▸ **Passage for review**
------------
Even while hiding behind the panel’s wording, the U.N. in 2013 invoked immunity to insulate itself from a class action lawsuit launched by Haitians who lost family members or suffered from the disease.. The U.S. State Department has backed the U.N.’s immunity defense.
On Thursday a U.S. appeals court dismissed the lawsuit, in effect deferring to the U.N.’s assertion of immunity. The Institute for Justice and Democracy in Haiti, which has pressed the lawsuit, says it is studying the court decision.
Meantime, the U.N.’s frequent expressions of concern for Haiti’s cholera victims—piggy-backed on pleas for international donors to support an elaborate, multi-billion-dollar water and sanitation development scheme for Haiti—have worn thin, especially in light of its stonewalling attitude on responsibility and troubling signs that nothing else about its behavior in Haiti has changed all that much.
A long-suppressed internal U.N. report examined by Fox News last week has shown that four years after the initial outbreak, U.N. peacekeepers in Haiti were continuing to violate almost all of their own sanitary rules for containing the disease—including the dumping of sewage into public waterways.
------------
Collection entries
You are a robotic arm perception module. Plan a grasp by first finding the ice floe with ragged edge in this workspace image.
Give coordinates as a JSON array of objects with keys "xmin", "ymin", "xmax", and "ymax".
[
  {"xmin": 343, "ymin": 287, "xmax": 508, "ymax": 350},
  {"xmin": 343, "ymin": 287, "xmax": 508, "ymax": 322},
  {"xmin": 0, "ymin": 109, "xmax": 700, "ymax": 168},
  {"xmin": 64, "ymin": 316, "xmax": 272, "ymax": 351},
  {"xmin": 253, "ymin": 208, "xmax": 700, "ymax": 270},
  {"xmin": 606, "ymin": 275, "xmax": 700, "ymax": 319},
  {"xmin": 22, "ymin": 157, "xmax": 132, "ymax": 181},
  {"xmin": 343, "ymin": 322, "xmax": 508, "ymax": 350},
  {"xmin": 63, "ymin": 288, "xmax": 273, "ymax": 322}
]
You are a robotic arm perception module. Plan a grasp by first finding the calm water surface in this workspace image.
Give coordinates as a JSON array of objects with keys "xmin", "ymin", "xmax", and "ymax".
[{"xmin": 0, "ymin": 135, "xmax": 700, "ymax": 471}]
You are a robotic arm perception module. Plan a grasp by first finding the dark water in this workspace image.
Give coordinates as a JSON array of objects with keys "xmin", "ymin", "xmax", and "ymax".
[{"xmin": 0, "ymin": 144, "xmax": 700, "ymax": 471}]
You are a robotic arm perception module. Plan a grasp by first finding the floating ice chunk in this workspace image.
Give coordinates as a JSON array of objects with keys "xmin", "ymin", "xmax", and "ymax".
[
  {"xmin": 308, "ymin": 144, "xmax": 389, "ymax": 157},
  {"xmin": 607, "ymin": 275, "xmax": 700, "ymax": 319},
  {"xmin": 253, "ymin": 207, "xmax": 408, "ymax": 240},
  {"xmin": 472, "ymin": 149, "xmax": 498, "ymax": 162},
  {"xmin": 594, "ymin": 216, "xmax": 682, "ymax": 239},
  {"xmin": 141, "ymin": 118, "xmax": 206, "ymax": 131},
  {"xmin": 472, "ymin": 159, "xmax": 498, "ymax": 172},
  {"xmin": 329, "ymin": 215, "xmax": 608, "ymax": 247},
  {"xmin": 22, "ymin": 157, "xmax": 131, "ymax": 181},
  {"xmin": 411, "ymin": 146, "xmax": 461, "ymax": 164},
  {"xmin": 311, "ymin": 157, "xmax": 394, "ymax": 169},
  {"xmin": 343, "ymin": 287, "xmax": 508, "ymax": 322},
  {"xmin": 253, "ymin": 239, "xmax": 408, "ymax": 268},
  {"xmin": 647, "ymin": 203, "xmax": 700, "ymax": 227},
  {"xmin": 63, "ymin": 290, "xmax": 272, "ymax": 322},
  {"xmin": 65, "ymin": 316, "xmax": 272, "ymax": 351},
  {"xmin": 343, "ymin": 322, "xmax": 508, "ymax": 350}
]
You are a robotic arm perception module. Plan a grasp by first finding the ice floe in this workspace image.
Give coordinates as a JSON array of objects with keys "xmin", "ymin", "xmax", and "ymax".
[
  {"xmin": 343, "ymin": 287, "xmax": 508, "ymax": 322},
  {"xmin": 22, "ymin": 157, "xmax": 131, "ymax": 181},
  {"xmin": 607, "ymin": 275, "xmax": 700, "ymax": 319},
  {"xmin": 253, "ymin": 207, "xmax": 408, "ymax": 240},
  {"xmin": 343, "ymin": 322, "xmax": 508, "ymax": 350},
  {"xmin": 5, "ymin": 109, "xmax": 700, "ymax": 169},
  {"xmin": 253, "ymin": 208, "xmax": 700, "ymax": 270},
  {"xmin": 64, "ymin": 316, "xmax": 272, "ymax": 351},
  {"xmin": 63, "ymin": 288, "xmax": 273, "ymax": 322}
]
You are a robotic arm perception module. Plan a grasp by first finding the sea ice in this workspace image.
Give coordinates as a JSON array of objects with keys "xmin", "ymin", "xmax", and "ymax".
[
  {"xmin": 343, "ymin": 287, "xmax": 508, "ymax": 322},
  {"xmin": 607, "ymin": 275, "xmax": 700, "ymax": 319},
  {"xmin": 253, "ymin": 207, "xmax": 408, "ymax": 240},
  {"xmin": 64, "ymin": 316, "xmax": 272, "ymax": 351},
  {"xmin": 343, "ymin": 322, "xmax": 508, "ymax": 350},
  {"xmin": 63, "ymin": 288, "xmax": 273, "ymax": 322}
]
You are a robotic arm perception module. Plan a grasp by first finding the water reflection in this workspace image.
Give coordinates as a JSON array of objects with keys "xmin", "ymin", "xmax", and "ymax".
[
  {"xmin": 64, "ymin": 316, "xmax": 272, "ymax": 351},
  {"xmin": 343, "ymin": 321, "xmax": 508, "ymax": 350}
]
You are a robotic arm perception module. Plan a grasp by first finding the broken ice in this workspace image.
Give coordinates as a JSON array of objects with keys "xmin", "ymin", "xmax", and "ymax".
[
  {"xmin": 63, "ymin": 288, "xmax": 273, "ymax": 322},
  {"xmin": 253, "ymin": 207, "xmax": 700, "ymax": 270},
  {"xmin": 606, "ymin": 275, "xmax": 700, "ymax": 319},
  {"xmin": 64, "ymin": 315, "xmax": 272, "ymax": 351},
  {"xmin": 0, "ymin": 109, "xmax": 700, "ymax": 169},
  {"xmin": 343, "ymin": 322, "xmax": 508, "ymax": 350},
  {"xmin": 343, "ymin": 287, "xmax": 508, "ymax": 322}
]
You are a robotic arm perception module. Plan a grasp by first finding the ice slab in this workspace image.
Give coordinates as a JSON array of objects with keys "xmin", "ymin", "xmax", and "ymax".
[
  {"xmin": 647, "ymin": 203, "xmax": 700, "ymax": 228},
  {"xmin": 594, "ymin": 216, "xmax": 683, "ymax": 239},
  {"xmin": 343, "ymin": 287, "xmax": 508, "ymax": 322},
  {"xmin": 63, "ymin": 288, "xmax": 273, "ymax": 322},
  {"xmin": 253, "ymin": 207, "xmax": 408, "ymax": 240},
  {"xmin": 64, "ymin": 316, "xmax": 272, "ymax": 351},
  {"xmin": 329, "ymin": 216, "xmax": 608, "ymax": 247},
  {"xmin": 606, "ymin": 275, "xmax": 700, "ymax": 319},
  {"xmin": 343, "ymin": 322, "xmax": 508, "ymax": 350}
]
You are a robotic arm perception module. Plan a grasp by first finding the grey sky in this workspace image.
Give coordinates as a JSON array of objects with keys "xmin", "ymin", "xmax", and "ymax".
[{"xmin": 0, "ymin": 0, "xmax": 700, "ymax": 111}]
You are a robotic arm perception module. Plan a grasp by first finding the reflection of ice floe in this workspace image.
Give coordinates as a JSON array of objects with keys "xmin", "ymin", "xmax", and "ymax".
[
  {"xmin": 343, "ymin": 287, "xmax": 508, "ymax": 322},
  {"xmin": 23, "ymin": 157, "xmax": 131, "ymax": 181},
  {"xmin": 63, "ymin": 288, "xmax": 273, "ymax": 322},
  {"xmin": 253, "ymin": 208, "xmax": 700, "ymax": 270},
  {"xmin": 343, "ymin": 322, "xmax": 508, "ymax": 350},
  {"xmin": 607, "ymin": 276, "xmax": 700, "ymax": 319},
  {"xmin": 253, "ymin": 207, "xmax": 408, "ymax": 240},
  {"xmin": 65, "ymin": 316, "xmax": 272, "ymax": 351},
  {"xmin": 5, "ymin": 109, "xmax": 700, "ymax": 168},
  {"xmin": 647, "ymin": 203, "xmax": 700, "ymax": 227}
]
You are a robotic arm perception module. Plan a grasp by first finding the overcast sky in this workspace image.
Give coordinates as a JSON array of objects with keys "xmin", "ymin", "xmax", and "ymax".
------------
▸ **Requirement**
In the article about the U.N. and Haiti's cholera victims, what did a U.S. appeals court do on Thursday?

▸ **Written response**
It dismissed the lawsuit, in effect deferring to the U.N.'s assertion of immunity.